> **GIVEN ENTRIES**:
____________________
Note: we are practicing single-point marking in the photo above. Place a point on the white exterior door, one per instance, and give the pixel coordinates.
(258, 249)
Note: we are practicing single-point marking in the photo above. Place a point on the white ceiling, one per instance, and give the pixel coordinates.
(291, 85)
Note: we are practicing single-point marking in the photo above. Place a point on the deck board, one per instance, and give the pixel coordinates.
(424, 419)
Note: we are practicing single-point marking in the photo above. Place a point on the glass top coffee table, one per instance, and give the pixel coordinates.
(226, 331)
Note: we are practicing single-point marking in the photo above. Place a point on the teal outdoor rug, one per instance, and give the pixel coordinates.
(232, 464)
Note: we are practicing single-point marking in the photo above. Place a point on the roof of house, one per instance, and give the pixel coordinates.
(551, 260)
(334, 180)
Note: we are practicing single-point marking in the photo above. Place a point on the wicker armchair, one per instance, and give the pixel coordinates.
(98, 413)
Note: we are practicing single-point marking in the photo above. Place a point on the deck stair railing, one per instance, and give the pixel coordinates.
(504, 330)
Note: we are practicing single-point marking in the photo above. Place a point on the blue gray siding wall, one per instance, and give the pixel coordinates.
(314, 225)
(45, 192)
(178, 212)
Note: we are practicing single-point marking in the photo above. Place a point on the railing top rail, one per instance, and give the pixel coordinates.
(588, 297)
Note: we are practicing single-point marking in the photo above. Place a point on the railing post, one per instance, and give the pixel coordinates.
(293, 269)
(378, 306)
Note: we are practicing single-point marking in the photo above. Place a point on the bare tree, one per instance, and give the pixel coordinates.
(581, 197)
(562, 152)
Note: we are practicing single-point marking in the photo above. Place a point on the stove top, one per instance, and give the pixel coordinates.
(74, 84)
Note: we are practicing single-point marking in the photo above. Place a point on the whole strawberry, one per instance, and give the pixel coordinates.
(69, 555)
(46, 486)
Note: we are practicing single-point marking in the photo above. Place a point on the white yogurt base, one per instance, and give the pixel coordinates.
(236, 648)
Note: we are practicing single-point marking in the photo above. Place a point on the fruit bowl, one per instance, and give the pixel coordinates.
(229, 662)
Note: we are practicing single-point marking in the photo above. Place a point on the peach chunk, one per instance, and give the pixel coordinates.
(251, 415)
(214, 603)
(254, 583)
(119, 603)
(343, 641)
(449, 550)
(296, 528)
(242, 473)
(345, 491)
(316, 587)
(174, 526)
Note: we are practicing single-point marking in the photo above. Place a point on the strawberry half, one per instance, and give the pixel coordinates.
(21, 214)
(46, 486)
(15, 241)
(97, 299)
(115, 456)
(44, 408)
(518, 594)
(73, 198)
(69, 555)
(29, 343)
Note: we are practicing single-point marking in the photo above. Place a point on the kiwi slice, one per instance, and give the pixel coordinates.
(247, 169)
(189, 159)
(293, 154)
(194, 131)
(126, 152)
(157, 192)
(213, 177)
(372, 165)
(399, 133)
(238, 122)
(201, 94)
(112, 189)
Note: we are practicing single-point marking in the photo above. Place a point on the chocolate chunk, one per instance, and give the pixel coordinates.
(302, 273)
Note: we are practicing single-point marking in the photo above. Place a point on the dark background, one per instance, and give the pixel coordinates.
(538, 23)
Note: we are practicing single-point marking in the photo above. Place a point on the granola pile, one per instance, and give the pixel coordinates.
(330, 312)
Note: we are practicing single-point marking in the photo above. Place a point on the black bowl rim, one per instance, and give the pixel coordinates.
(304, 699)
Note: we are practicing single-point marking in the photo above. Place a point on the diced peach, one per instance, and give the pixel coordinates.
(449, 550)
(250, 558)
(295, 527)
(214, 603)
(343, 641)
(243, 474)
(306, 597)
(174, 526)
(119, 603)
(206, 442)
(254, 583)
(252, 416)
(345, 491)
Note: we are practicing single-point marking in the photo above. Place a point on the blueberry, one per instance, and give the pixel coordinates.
____________________
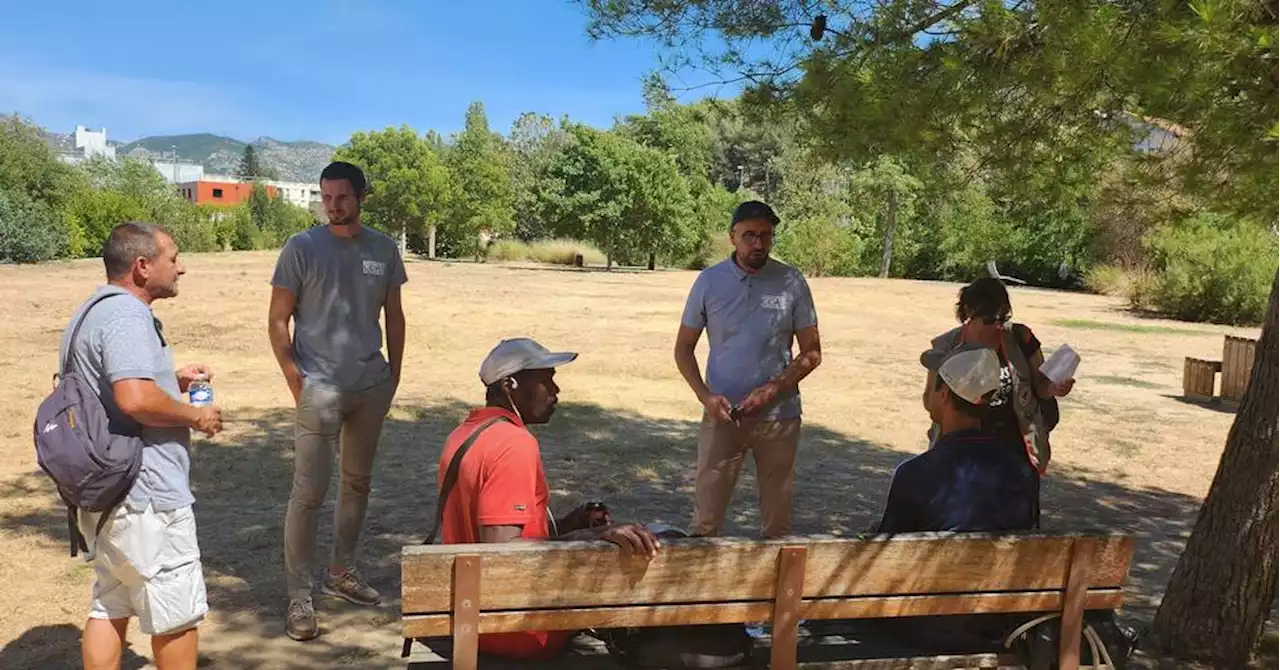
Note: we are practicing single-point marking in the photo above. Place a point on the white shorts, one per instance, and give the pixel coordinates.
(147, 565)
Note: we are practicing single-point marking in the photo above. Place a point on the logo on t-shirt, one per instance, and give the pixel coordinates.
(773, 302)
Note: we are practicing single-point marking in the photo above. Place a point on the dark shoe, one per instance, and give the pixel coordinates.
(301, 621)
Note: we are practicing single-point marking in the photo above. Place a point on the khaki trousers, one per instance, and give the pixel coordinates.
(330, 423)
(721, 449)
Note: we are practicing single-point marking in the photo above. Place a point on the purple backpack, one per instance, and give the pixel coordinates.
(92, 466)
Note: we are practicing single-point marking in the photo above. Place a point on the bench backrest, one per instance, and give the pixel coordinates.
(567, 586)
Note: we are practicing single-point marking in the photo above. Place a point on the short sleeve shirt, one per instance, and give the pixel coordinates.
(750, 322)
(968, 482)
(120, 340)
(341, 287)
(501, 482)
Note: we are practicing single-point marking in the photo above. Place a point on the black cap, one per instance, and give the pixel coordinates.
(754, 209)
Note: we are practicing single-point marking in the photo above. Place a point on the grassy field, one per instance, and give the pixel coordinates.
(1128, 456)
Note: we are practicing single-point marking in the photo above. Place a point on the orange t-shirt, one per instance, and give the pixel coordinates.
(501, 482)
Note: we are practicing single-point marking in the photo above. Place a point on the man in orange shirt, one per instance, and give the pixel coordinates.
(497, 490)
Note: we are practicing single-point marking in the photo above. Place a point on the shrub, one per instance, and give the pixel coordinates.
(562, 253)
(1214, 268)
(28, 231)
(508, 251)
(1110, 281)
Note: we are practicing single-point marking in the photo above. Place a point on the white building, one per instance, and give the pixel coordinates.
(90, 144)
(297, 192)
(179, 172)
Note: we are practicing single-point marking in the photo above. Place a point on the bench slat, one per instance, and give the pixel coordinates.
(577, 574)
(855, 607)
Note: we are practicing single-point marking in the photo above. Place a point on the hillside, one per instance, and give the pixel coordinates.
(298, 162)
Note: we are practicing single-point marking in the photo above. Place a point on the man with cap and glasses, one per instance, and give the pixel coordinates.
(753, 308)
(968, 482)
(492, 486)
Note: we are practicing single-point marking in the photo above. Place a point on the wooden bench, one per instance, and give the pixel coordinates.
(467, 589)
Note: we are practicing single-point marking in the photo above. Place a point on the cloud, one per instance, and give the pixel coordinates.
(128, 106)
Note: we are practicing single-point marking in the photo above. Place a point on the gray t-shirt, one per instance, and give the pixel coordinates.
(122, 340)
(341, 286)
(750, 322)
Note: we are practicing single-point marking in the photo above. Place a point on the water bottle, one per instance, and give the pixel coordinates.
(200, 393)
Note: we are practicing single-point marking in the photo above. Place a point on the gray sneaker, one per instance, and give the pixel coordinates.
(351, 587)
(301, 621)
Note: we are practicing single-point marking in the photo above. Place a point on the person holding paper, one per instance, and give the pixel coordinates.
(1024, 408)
____________________
> **WORK TO BE COMPLETED**:
Start at the line that has "on the person" and end with the line that has "(1024, 408)". Write those lines out again, switching "paper" to "map" and leaving everything else unchanged.

> **EXERCISE OUTPUT**:
Note: we are practicing single-point marking in the photo above. Place a point on the person holding map, one per instance, and give the pixel coordinates.
(1024, 408)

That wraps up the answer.